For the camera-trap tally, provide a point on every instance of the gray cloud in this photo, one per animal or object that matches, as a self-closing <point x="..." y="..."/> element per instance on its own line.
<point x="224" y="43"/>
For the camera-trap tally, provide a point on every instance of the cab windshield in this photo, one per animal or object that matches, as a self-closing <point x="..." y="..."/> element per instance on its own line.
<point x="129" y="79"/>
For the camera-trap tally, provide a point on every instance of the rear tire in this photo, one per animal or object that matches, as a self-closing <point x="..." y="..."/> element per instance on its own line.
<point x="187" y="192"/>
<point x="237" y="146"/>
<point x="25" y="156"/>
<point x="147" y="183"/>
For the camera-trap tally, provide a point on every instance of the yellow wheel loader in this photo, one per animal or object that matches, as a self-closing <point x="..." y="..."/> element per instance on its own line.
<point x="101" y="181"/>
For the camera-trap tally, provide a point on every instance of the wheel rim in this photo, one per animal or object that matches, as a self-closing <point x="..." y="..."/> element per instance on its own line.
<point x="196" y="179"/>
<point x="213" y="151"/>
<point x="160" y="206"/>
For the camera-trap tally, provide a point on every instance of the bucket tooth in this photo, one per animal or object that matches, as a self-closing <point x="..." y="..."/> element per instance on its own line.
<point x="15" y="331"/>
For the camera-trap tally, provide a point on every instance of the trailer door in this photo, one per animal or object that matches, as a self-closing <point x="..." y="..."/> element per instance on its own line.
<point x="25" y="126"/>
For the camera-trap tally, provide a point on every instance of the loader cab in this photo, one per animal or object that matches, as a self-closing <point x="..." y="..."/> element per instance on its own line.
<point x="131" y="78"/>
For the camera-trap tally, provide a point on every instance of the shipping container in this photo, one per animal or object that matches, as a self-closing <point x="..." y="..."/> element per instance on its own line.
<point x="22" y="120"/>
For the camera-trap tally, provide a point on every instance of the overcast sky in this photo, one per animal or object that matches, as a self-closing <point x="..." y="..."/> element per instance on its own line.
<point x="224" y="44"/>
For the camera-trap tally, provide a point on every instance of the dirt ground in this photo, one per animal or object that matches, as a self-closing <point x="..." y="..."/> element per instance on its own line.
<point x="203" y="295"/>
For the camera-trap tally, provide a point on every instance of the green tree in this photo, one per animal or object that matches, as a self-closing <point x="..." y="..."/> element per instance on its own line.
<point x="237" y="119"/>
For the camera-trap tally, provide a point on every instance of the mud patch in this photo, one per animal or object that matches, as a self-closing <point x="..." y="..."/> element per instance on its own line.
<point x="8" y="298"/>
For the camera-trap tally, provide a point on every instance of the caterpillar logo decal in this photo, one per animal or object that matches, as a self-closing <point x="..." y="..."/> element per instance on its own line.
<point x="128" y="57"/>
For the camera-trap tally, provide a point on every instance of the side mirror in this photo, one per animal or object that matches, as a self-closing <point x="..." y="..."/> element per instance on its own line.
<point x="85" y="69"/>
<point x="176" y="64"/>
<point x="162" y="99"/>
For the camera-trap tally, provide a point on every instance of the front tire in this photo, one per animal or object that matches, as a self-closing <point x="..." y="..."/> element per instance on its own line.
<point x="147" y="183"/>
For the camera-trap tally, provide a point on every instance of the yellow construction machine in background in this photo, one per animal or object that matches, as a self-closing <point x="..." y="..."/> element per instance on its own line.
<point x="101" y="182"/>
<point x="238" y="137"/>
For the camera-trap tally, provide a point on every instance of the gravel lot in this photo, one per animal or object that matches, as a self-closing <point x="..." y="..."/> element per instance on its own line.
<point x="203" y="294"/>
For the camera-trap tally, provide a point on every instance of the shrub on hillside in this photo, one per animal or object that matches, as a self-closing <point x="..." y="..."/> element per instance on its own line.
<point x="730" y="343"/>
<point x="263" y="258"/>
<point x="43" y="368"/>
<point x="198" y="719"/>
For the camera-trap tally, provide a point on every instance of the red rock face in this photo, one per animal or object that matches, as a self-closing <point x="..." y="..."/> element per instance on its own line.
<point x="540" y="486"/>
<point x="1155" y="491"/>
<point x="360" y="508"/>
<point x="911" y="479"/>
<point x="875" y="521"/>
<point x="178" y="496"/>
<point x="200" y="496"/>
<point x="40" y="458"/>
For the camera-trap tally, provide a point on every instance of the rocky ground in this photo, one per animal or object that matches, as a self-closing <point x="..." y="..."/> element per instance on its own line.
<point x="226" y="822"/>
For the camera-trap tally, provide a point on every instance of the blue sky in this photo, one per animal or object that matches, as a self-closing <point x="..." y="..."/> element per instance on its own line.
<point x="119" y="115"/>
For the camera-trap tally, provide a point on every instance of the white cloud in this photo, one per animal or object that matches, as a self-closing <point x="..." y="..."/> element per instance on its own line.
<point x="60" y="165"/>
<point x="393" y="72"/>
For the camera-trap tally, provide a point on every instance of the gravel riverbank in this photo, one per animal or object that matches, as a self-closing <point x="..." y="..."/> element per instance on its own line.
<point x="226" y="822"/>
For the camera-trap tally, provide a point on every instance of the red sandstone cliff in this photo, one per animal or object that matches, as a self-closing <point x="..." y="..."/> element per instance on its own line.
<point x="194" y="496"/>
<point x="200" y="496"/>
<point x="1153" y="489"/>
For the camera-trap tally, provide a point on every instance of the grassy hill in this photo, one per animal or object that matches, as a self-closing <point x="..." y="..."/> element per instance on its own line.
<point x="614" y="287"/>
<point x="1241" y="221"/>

**Problem to work on**
Repeat the preceding lines exactly, please, every one of them.

**Complete answer**
For the camera-trap tally, provide a point on every instance of the gray cloud in this photo, one per animal or object that matches, as a self-closing <point x="..." y="..."/> element per instance on its own line.
<point x="224" y="43"/>
For the camera-trap tally, provide a point on every instance of the cab windshield in this photo, one per animal or object that matches, as a self-closing <point x="..." y="..."/> element per instance on its own line.
<point x="129" y="79"/>
For the camera-trap tally, provide a point on every instance of the rear tire in this photo, one per animal or object that matches, as a self-closing <point x="..." y="..."/> element per instance on its own line.
<point x="187" y="192"/>
<point x="237" y="146"/>
<point x="25" y="156"/>
<point x="147" y="183"/>
For the camera-trap tally, provide a point on every instance of the yellow wheel loader in this photo, one per animal or object that matches, as a self-closing <point x="..." y="..."/> element per instance on its own line.
<point x="101" y="181"/>
For the camera-trap tally, provide a point on every instance of the wheel rim in this photo, one per animal or object that matches, as a self-closing <point x="..." y="..."/> element per instance on its own line.
<point x="196" y="179"/>
<point x="213" y="151"/>
<point x="160" y="206"/>
For the camera-trap tally, provide a point on every instance of the bucket tooth in this photo, one per animal or object that matches, as a self-closing <point x="..." y="..."/> element per instance on its own line.
<point x="15" y="331"/>
For the camera-trap tally, provide a point on every instance of the trailer door in this photo, one per animal or object that matches, as a self-closing <point x="..." y="..."/> element per instance on its own line.
<point x="25" y="126"/>
For the camera-trap tally, provide a point on every instance of the loader cab in this photo, one per animal or object that matches, as a self-closing <point x="..." y="..."/> element per instance on its own line.
<point x="131" y="78"/>
For the camera-trap tally, provide a point on every instance of the shipping container in this photo, one per animal or object that matches, as a self-closing <point x="..." y="..."/> element per instance on its own line.
<point x="22" y="120"/>
For the camera-trap tally, provide a point on every instance of the overcast sky in this photo, one per animal or object that matches, as a self-closing <point x="..." y="..."/> element per instance on its own line.
<point x="224" y="44"/>
For the camera-trap tally, provide a point on every instance of the dirt ground in this photo, one per animal or object that matches, as a self-closing <point x="..." y="..."/> element per instance on its own line.
<point x="203" y="295"/>
For the camera-trap tally, provide a point on every instance of the green tree in this photo, one per animal or object that matches, as a self-closing <point x="..." y="..."/> element per instance on its own line.
<point x="237" y="119"/>
For the camera-trap tally, provide a point on every instance of the mud patch in this photo, one per animal or object that matches, as a self-closing <point x="..." y="..."/> element per instance on its own line.
<point x="8" y="298"/>
For the camera-trap tally, provide a point on every instance of the caterpillar logo decal in this photo, one per animal or object that matches, as a self-closing <point x="..." y="..."/> element per instance on its own line.
<point x="128" y="57"/>
For the camera-trap tally, provide a point on every instance of the side mirror in this photo, one per animal or object that matches, as a self-closing <point x="..." y="..."/> element per instance on its own line.
<point x="85" y="69"/>
<point x="176" y="64"/>
<point x="162" y="99"/>
For the camera-trap tally, provide a point on every instance of the front tire in this photo, one per animal or object that matches, as a self-closing <point x="..." y="..."/> element per instance on its own line.
<point x="147" y="183"/>
For the camera-trap tally, provide a point on every instance of the yellow construction machine in background in this photo, one per animal or object that matches, as a self-closing <point x="..." y="..."/> element per instance on its own line.
<point x="101" y="182"/>
<point x="238" y="137"/>
For the camera-trap tally, provide a point on every instance of the gravel lot in this photo, one per animal or object that matches, as a self-closing <point x="..." y="..."/> element per instance on its own line.
<point x="203" y="294"/>
For the camera-trap tally, provide a point on every instance of the shrub on hillside in this photo, one per animal or object that matches, as a self-closing <point x="..." y="..."/> element per instance on its own line.
<point x="730" y="343"/>
<point x="263" y="258"/>
<point x="43" y="368"/>
<point x="198" y="719"/>
For the camera-trap tally, provide a point on every instance of the red rock face in this photo, one per animal or object that matches, as a self-closing <point x="..." y="..."/> element per instance on its own line.
<point x="540" y="486"/>
<point x="1155" y="491"/>
<point x="360" y="508"/>
<point x="911" y="479"/>
<point x="875" y="521"/>
<point x="178" y="496"/>
<point x="200" y="496"/>
<point x="40" y="458"/>
For the camera-trap tally, provide a point on every instance of the rocky ground in this photo, one per animal or object that matches, as a self-closing <point x="..." y="..."/> element per instance on its own line.
<point x="226" y="822"/>
For the camera-trap tally, provide a point on every instance of the blue sky in this photo, one per animal or object that matches, as a self-closing <point x="..." y="..."/> element per instance on its own line.
<point x="119" y="115"/>
For the camera-trap tally, provide a point on every instance of the white cloud in this photo, one per animal or object that matches, as a self-closing <point x="..." y="..."/> element per instance on its own line.
<point x="60" y="165"/>
<point x="393" y="72"/>
For the camera-trap tally, provide a point on every instance of the gravel riverbank in this photo, one per animal or object that matches, as a self-closing <point x="..." y="..."/> element per instance on its own line.
<point x="226" y="822"/>
For the camera-trap tally, provide a point on every instance of the red sandstone cliff in this photo, one per animal or object that matches, as a self-closing <point x="..." y="..."/> element per instance on its own line.
<point x="194" y="496"/>
<point x="200" y="496"/>
<point x="1153" y="489"/>
For the camera-trap tally, provide a point on every instance of the grassy hill in this photo, one per animal or object that matches, as a self-closing <point x="..." y="..."/> element per instance on its own line.
<point x="614" y="287"/>
<point x="1241" y="221"/>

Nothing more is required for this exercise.